# THE REQUEST
Rewrite the data below, changing "Point out every instance of" to "Mark each occurrence of" wherever it appears and keeping everything else the same. Leave the pictures out of your version.

— BEGIN EXTRACTED DATA —

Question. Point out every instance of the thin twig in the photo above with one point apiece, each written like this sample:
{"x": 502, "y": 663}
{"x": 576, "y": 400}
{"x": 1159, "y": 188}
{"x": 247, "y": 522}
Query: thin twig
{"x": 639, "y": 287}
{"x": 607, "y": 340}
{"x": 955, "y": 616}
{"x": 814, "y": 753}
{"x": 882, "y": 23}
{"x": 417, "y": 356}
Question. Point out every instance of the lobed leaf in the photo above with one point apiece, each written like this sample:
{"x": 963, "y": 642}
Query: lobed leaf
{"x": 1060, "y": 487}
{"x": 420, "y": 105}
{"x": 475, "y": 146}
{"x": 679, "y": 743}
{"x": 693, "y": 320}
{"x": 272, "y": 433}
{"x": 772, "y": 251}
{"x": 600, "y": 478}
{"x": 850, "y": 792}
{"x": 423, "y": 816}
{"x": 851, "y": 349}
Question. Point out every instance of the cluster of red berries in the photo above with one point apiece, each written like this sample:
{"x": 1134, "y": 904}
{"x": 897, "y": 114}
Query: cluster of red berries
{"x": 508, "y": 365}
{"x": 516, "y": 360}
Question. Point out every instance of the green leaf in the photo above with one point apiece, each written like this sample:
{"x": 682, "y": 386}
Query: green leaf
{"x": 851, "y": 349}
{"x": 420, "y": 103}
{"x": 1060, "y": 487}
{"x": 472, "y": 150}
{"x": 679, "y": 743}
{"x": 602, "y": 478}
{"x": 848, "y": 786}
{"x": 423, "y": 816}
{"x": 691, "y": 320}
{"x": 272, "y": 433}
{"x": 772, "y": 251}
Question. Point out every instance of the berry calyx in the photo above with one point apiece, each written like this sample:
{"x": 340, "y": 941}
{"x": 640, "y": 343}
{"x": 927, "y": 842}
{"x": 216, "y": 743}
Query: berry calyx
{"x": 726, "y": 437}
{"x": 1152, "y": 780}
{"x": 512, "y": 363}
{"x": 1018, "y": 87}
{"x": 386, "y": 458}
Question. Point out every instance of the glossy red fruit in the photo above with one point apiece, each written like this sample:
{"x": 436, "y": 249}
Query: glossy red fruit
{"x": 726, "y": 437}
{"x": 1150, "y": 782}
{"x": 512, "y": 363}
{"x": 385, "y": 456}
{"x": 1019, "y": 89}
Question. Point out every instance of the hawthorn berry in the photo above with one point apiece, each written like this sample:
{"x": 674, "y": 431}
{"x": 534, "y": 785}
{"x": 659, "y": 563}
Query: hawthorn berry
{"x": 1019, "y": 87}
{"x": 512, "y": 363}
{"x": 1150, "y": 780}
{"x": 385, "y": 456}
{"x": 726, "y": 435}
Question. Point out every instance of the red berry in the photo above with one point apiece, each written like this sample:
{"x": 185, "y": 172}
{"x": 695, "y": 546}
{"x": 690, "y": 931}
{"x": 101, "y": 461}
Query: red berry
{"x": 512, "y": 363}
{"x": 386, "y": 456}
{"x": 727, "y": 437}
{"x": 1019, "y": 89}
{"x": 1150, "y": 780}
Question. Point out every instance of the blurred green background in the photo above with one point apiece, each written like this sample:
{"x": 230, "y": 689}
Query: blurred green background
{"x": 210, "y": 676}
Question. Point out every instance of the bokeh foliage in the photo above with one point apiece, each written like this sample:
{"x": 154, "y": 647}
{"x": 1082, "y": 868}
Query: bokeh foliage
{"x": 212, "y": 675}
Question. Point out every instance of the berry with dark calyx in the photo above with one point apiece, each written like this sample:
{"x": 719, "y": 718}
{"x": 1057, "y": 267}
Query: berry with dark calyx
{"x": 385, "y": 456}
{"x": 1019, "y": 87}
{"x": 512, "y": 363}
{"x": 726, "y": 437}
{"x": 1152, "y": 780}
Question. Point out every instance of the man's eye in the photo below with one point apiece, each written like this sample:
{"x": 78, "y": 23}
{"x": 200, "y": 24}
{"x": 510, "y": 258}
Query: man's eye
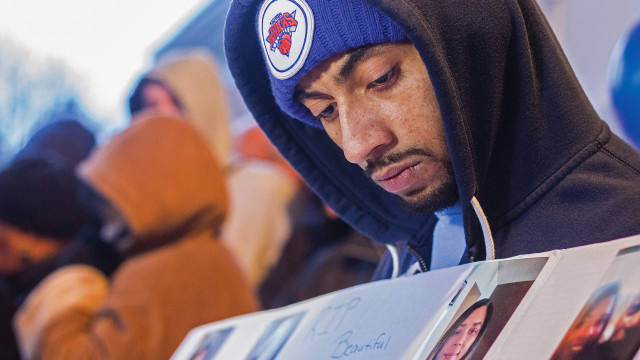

— END EXTRACTED DATA —

# OUTPUT OF THE TASK
Question. Mark each occurrence of the thin twig in the photo above with one point apiece, each written like this sample:
{"x": 502, "y": 663}
{"x": 576, "y": 400}
{"x": 1159, "y": 188}
{"x": 247, "y": 522}
Query: thin twig
{"x": 639, "y": 287}
{"x": 607, "y": 340}
{"x": 955, "y": 616}
{"x": 814, "y": 753}
{"x": 882, "y": 23}
{"x": 417, "y": 356}
Question. Mark each occurrence of the lobed leaf in the photo above with one point apiece, each written like this sample:
{"x": 963, "y": 642}
Query: lobed leaf
{"x": 1060, "y": 487}
{"x": 420, "y": 105}
{"x": 475, "y": 146}
{"x": 679, "y": 743}
{"x": 693, "y": 320}
{"x": 272, "y": 433}
{"x": 772, "y": 251}
{"x": 600, "y": 478}
{"x": 850, "y": 792}
{"x": 423, "y": 816}
{"x": 851, "y": 349}
Question. Mark each occurrence of the cluster of red berries in the photo above with one point apiece, each written like this sample:
{"x": 1134, "y": 904}
{"x": 897, "y": 114}
Query: cluster of red berries
{"x": 508, "y": 365}
{"x": 516, "y": 360}
Question. Mark each occurrence of the green leaf in the photo above with one point apiece, each written like this sample:
{"x": 682, "y": 386}
Query: green leaf
{"x": 851, "y": 349}
{"x": 420, "y": 103}
{"x": 1060, "y": 487}
{"x": 472, "y": 150}
{"x": 679, "y": 743}
{"x": 602, "y": 478}
{"x": 848, "y": 786}
{"x": 423, "y": 816}
{"x": 691, "y": 320}
{"x": 272, "y": 433}
{"x": 772, "y": 251}
Question. Mark each occurrence of the berry calyx in the photo above with one point apiece, each written like this sample:
{"x": 340, "y": 941}
{"x": 640, "y": 343}
{"x": 927, "y": 842}
{"x": 216, "y": 743}
Query: berry calyx
{"x": 726, "y": 437}
{"x": 1152, "y": 780}
{"x": 512, "y": 363}
{"x": 1018, "y": 87}
{"x": 386, "y": 458}
Question. Mark each occurrence of the glossy red fruit in the photo above with one point apiece, each written like this sample:
{"x": 436, "y": 249}
Query: glossy red fruit
{"x": 726, "y": 437}
{"x": 1150, "y": 782}
{"x": 512, "y": 363}
{"x": 385, "y": 456}
{"x": 1019, "y": 89}
Question. Mark each occurrence of the hawthorn berry in the photo above with one point apiece, each written like this sample:
{"x": 674, "y": 431}
{"x": 534, "y": 785}
{"x": 659, "y": 563}
Query: hawthorn berry
{"x": 1019, "y": 87}
{"x": 512, "y": 363}
{"x": 1150, "y": 780}
{"x": 385, "y": 456}
{"x": 726, "y": 435}
Question. Mark each occurrence of the red berry in the photo above with one point apiece, each written like this sample:
{"x": 185, "y": 172}
{"x": 695, "y": 546}
{"x": 690, "y": 931}
{"x": 101, "y": 461}
Query: red berry
{"x": 512, "y": 363}
{"x": 386, "y": 456}
{"x": 727, "y": 437}
{"x": 1019, "y": 89}
{"x": 1150, "y": 780}
Question. Mark each occurrence of the blurred green background in the photo above with one point apiece, each written like this sample:
{"x": 230, "y": 689}
Query: blurred green background
{"x": 210, "y": 676}
Question. Mark each occurrence of the bokeh foliage in the photo above with one point apiece, each written like this sample:
{"x": 154, "y": 647}
{"x": 1082, "y": 868}
Query: bokeh foliage
{"x": 212, "y": 675}
Question. Mark each occurrence of the berry with dark calyx in the photo above with one point apiece, each written like this sample:
{"x": 719, "y": 718}
{"x": 1057, "y": 267}
Query: berry with dark calyx
{"x": 385, "y": 456}
{"x": 1019, "y": 87}
{"x": 512, "y": 363}
{"x": 726, "y": 437}
{"x": 1152, "y": 780}
Question. Mark each occurrence of the man's eye in the photo below with one point apiece, each written like this sample:
{"x": 78, "y": 23}
{"x": 200, "y": 24}
{"x": 510, "y": 258}
Query: man's eye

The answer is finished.